_Testo fornito_.

++++++++

Gheddafi bombarda la capitale della Resistenza. Dove intanto però ci si prepara a costruire il nuovo Stato. Il reportage della nostra inviata

Bengasi, assedio e sogni

A Bengasi non si lavora solo per cacciare il tiranno ma si sta anche creando il nuovo volto della Libia. Nei corridoi e nelle aule della palazzina del tribunale i "topi" e gli "scarafaggi", come li ha chiamati Muammar Gheddafi, stanno provando a trasformarsi in cittadini. Per farlo dovranno liberare anche Tripoli, decidere che tipo di Repubblica diventare, redigere una Costituzione condivisa dalla maggioranza dei sei milioni di cittadini e stabilire le qualità morali e professionali che i nuovi leader dovranno possedere per essere scelti con libere elezioni. Nel farlo sarà imperativo riuscire a superare le divergenze tra clan e grandi famiglie che costituiscono l'unico tessuto sociale relativamente stabile in un territorio sottoposto da secoli alla dominazione di stranieri o tiranni. Se dovessero fallire, il rischio è la lacerazione del territorio in mini califfati nei cui interstizi potrebbero trovare rifugio gli estremisti islamici.

Per il momento entusiasmo e dedizione verso il "progetto-nazione" non mancano. "Non ho mai sperato né sognato di trovarmi in questa posizione", spiega seduto su una panca di un'aula del tribunale, occhi chiari su barba bianca ben curata, Sal El Ghazal, il capo dei 14 uomini che formano il Consiglio cittadino di Bengasi, il nucleo di potere che ha preso in mano la gestione della città e sta aiutando anche nel coordinamento dei consigli degli altri centri liberati: "Ho settant'anni e mi comporto come se ne avessi trenta. La mia vita è cominciata daccapo". Mentre parla un giovane vestito in abiti tradizionali, la shanna, il cappello di lana rossa, calcata in testa e la barba nera a toccargli il petto, si avvicina e chiede udienza. È stato inviato dallo sceicco del clan Al-Awagir a offrire sostegno al consiglio di Bengasi.

++++++++

_Materiale fornito_.

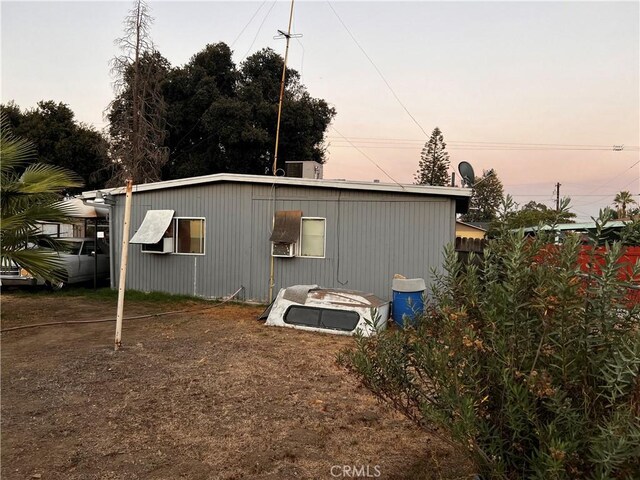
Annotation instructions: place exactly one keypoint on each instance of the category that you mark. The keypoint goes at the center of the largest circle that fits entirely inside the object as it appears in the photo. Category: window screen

++++++++

_Compiti da svolgere_.
1. Secondo il reportage su Bengasi, che cosa dovranno fare i "topi" e gli "scarafaggi" per trasformarsi in cittadini? Elencate tutte le azioni indicate.
2. Indicate se ciascuna affermazione concorda con il reportage su Bengasi, rispondendo sì o no e citando le parole decisive del testo. (a) Il Consiglio cittadino di Bengasi è composto da 14 uomini. (b) Sal El Ghazal ha trent'anni. (c) Il giovane in abiti tradizionali è stato mandato dallo sceicco del clan Al-Awagir.

_Le risposte_.
1.
- Liberare anche Tripoli.
- Decidere che tipo di Repubblica diventare.
- Redigere una Costituzione condivisa dalla maggioranza dei sei milioni di cittadini.
- Stabilire le qualità morali e professionali che i nuovi leader dovranno possedere per essere scelti con libere elezioni.

2.
(a) Sì: «il capo dei 14 uomini che formano il Consiglio cittadino di Bengasi».
(b) No: «Ho settant'anni e mi comporto come se ne avessi trenta».
(c) Sì: «È stato inviato dallo sceicco del clan Al-Awagir a offrire sostegno al consiglio di Bengasi».